Assignment: Each line of the records that holds "below" should be shown in full.

─── Record set ───

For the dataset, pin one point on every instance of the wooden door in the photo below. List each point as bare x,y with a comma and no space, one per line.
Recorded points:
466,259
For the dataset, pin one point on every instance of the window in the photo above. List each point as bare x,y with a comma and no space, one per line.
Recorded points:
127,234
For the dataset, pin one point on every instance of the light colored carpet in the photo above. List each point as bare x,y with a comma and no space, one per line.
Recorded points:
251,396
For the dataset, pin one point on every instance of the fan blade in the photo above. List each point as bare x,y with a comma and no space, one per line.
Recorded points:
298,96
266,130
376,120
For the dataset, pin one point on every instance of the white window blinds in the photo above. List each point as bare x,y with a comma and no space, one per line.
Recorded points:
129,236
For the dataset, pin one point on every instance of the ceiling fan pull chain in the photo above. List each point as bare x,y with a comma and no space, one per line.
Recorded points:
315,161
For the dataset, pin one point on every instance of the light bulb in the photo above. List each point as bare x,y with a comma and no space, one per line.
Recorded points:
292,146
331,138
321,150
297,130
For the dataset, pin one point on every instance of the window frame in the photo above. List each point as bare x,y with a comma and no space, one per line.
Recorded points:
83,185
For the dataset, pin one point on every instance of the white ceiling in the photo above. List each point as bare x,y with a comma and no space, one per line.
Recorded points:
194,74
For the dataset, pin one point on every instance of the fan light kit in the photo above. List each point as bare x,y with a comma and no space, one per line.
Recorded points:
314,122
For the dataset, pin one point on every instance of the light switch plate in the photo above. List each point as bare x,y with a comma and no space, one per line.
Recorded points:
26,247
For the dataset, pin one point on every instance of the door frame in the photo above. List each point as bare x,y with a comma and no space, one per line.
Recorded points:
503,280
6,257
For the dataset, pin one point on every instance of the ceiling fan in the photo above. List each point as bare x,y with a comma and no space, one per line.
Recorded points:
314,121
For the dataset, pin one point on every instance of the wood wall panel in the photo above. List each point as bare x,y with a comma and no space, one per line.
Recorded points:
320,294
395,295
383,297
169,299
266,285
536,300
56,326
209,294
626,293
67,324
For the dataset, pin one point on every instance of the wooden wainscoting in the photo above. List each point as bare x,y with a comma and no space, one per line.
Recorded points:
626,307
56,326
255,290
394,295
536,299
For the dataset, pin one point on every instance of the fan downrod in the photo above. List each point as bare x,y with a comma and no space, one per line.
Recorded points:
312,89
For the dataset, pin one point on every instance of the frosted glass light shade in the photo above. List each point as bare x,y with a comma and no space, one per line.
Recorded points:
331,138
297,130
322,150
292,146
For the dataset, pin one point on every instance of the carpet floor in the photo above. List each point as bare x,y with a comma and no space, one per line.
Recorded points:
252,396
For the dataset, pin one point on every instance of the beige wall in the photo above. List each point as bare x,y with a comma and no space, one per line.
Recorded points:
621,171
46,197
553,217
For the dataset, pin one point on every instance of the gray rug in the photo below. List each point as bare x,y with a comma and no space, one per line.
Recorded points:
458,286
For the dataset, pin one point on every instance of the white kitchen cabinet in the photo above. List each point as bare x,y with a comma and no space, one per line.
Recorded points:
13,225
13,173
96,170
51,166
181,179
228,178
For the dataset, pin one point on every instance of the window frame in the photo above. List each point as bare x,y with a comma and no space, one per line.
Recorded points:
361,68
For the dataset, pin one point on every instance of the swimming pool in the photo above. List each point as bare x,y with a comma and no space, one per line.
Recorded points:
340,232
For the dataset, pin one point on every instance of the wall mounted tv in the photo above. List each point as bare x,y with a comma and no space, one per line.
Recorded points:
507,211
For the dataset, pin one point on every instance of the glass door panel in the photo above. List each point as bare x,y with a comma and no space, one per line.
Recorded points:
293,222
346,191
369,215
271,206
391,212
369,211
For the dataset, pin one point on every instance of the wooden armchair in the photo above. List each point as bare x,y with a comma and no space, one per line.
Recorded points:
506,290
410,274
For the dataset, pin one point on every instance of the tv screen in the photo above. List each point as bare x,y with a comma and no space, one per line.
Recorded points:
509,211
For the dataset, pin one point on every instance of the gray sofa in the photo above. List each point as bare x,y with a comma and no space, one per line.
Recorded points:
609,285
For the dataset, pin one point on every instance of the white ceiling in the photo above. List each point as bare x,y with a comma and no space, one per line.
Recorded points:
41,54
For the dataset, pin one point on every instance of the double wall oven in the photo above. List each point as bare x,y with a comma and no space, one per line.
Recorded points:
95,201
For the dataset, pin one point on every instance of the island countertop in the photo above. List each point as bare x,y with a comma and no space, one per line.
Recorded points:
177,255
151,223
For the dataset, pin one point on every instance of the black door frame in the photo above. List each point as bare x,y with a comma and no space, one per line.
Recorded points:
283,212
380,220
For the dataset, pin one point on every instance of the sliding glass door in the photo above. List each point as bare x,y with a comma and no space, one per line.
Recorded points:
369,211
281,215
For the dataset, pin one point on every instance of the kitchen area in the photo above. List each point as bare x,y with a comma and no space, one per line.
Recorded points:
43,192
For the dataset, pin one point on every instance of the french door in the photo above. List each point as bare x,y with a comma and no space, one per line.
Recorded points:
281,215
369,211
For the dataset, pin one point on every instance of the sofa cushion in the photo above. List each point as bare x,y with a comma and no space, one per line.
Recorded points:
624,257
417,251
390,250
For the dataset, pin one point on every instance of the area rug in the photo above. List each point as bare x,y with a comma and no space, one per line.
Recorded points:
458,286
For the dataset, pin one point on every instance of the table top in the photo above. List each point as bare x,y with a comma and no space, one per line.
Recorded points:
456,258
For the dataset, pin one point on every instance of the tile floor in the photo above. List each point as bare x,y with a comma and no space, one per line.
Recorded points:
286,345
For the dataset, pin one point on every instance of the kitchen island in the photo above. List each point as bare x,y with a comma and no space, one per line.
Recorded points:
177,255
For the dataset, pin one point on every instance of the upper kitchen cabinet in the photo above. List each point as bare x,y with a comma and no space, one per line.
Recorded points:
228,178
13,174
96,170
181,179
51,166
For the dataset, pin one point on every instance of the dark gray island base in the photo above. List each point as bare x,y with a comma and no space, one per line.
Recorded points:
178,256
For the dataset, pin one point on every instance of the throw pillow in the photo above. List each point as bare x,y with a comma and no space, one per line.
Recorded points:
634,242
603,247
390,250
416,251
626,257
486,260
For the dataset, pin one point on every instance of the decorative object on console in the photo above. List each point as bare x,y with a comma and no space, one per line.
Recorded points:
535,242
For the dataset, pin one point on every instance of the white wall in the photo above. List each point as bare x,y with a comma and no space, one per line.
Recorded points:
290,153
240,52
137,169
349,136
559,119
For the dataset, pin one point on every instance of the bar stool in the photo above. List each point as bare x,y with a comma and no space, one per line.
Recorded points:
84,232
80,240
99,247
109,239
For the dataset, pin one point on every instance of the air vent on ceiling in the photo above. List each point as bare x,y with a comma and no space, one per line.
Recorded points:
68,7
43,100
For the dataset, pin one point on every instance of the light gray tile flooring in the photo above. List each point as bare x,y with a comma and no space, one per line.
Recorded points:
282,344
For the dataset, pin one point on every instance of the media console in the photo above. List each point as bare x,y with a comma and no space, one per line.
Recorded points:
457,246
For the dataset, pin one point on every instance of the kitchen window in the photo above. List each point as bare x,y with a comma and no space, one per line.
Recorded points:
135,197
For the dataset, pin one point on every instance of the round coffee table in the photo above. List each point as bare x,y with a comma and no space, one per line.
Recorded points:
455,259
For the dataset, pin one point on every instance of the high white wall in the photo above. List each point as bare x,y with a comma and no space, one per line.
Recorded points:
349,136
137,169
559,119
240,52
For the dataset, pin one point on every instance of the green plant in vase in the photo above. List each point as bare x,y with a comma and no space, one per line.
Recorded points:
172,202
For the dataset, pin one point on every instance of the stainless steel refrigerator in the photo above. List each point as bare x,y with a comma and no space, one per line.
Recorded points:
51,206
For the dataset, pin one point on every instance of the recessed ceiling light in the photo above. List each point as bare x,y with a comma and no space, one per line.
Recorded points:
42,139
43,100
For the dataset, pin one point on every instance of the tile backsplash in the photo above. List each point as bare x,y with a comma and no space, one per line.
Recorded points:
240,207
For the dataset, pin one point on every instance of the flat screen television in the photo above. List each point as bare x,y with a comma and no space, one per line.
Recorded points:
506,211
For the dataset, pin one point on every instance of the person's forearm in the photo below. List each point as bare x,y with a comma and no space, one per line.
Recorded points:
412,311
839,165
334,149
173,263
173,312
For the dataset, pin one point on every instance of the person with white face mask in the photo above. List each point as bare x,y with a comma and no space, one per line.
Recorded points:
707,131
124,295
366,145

───

Response to the exercise:
For the dataset, pin one point on every instance of the wooden door in the photo below. List each point as bare x,y with a comma and no space, one per line.
For the dataset, pin one point on every instance of the gray rug in the photo below. List each point as bare x,y with a comma and no space, one per line.
For the dataset, pin one point on every instance of the person's forearm in the photo below. List each point as bare x,y with a comma and no space, one per line.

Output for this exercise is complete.